▶ **READING PASSAGE**:
---*---

Project 7: A new light on shadows

This is the seventh in a series of 22 from Arthur Stern. It, along with the following Project 7a, is the only scheduled project to be painted outdoors.

These projects are meant to be studies, exercises or learning tools, not finished paintings. I am beginning to take more care with defining geometric shapes, though there is no time for a tonal drawing beforehand. Stern in fact encourages painting directly, without any under-drawing.

Because of mid-summer weather at the moment, the heat is too oppressive to work indoors (indeed, to work at all!) so I’m getting my daily painting done in the early hours. I’m surprised how long all the trappings associated with the daily painting challenge are taking: preparing props, backgrounds and canvas paper, acrylic underpainting for the following day, photographing, photo-editing, posting to my own weblog and that of the organiser, Leslie Saeta. The actual painting takes only an hour or two but the whole process continues till well into the afternoon. I’m beginning to appreciate how adherents to the Daily Painting Movement operate and how this movement works as an alternative to the traditional at gallery market.

Stern calls for a single statement of just five colour spots, but I’m doing more. This was preceded by no quick-drying acrylic underpainting on this occasion.

I’m “worrying” less. If accidents happen with the application of paint, I’m letting them lie. My focus is on getting the colour mix as accurate as possible. Some of the paintings in Arthur Stern’s have crystal-clear edges, as if they were done digitally, though digital painting wasn’t invented at the time and the texture of the palette knife painting does show through in places. Working quickly in variable light, there is no time for finessing too much. I find the trowel palette knife quite clunky but am getting used to working in a series of straight lines when it comes to contours. The orange at top hints at what happens when clouds pass over: the single shadow shape breaks down into three tones.

---*---

▶ **TASK REQUIREMENTS**:
1: In the Project 7 post, how many projects make up Arthur Stern's series?
2: List the tasks that the Project 7 post names as part of the trappings of the daily painting challenge.
3: Please carry on the Project 7 post from its last sentence.

▶ **DATA LINES**:

---*---

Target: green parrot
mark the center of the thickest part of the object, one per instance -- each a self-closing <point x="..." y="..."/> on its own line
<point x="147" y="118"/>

---*---

▶ **RESPONSES TO THE TASKS**:
1: 22

2:
- Preparing props, backgrounds and canvas paper
- Acrylic underpainting for the following day
- Photographing
- Photo-editing
- Posting to the writer's own weblog and to that of the organizer, Leslie Saeta

3:
The issue of storing so many wet oil paintings on floppy Frederix canvas paper is raising its ugly head. I can see why my colleagues are working on much smaller, sturdier canvas panels, though I’m curious about how quickly they can put them up for sale online while presumably still wet.

6×6″ canvas panels, especially in bulk, aren’t readily available where I am and I’ve begun to consider alternatives: making my own with canvas on board or working on marine plywood. There is a hefty difference between the standard 36 square inches used by Daily Painters and my 80, in a typical (and ubiquitous) 8×10″ canvas panel.

Thirty Paintings in Thirty Days, January 2015, organised by Leslie Saeta (http://lesliesaeta.blogspot.com.au).

Reference: Stern, Arthur. How to see color and paint it: a series of projects designed to open your eyes to colors you never saw before. New York, Watson-Guptill, 1984.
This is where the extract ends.